- [GEGEVEN TEKST]
"""
Als jonge twintiger kon ik aan de slag in de kinderpsychiatrie, waar ik kinderen met emotionele en gedragsproblemen begeleidde. Heel interessant, maar toch bleef die goesting om nieuwe oorden op te zoeken, knagen. Om mijn grote droom waar te maken, deed ik nog een postgraduaat: Internationale Samenwerking Noord-Zuid. Daar was uiteraard een stage aan verbonden. (lacht) Zo kwam ik in een kinderpsychiatrie in Rwanda terecht.
Droom aan diggelen
Het typische beeld dat ik van Afrika had -heel chaotisch, druk en stoffig – bleek helemaal niet te kloppen. (lacht) Ik weet nog goed dat ik die eerste avond in de auto zat, op weg naar mijn slaapplek, en dacht: ‘de straten zijn zó proper en iedereen, zelfs vrouwen en kinderen, liepen nog alleen over straat’. Achteraf bleek wel dat Rwanda een echt Afrikaans buitenbeentje is, en je het land helemaal niet kunt vergelijken met buurlanden Burundi, Oeganda of Kenia.
Ik moet toegeven: mijn eerste stage was geen groot succes. Omdat ik ‘maar’ vier maanden bleef, had ik het gevoel dat ik er meteen moest invliegen. Op de eerste vergadering gooide ik meteen al mijn ideeën op tafel. En dat terwijl de Rwandezen héél gereserveerd zijn, en altijd eerst de kat uit de boom kijken. (lacht) Mijn enthousiasme werd niet echt geapprecieerd. Begrijpelijk achteraf.
"""
- [OPDRACHT A]
Beantwoord de volgende vragen over de tekst over de stage in Rwanda.
(i) Welk postgraduaat volgde de ik-figuur?
(ii) Hoe lang duurde de eerste stage?
(iii) Met welke buurlanden is Rwanda volgens de tekst niet te vergelijken?
- [OPDRACHT B] Leg uit waarom de ik-figuur in de tekst over de stage in Rwanda op de eerste vergadering meteen alle ideeën op tafel gooide.
- [OPDRACHT C] Schrijf de tekst over de stage in Rwanda verder, te beginnen na de laatste zin.
Voor deze opdrachten heb je de items niet nodig.

- [GETOONDE ITEMS]
"""
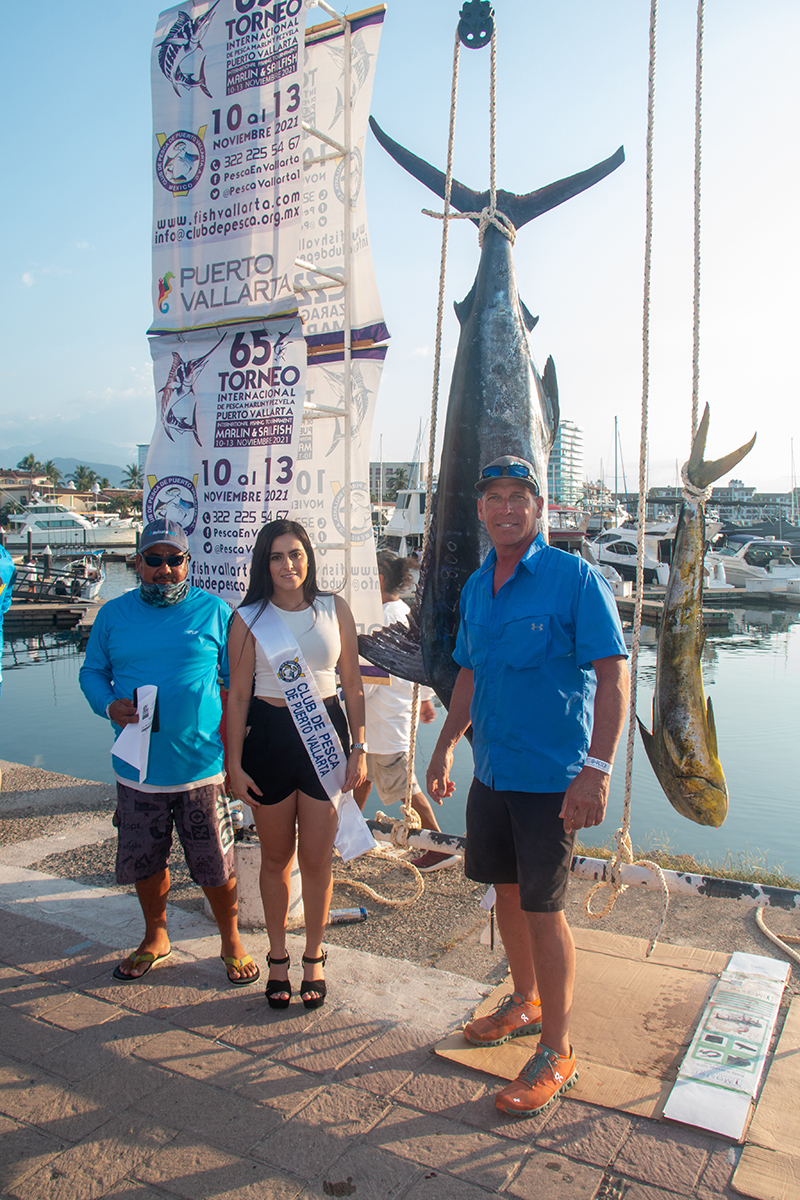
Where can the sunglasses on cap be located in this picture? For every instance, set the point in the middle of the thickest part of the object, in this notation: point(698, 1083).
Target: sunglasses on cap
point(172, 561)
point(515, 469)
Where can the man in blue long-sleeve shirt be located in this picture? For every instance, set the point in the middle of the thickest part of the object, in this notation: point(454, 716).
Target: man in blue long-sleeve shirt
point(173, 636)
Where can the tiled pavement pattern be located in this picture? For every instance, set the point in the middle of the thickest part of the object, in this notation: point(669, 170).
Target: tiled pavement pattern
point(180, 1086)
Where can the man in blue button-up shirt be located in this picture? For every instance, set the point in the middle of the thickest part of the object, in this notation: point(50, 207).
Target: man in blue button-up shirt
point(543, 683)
"""
"""
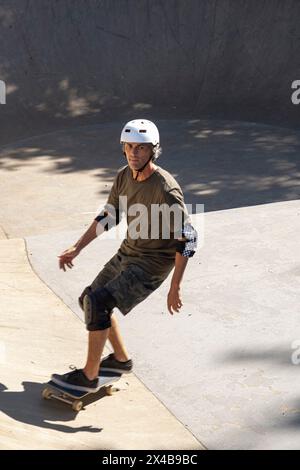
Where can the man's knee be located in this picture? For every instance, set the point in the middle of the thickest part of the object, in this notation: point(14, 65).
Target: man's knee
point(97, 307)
"""
- [ANTWOORD A]
(i) Internationale Samenwerking Noord-Zuid.
(ii) Vier maanden.
(iii) Burundi, Oeganda en Kenia.

- [ANTWOORD B] De ik-figuur bleef maar vier maanden. Daardoor ontstond het gevoel dat er meteen ingevlogen moest worden.

- [ANTWOORD C]
Hoewel ik mijn grote droom verknald had, zocht ik nadien naar een tweede kans. En die kreeg ik: als vrijwilliger kon ik aan de slag in het buitengewoon onderwijs in Rwanda, en dat voor anderhalf jaar. Het moment waarop het land onder mijn huid kroop en me niet meer los liet. Ik zag hoe sterk en veerkrachtig de Rwandezen zijn, hoe vredig het Kivu-meer is en hoe indrukwekkend de vulkanen en de dieren in het wild zijn.
Geen toekomst
Maar dat was niet alles … Tijdens een avondje stappen leerde ik midden in de nacht Adolphe kennen, een sportjournalist die op de radio én televisie verslag uitbracht. Het was zeker geen liefde op het eerste zicht. Na een half jaar in België keerde ik terug, en sloeg de vonk helemaal over. Vanaf dan is het eigenlijk allemaal heel snel gegaan: na anderhalf jaar kwam hij met mij naar België en kregen we samen ons dochtertje Molly.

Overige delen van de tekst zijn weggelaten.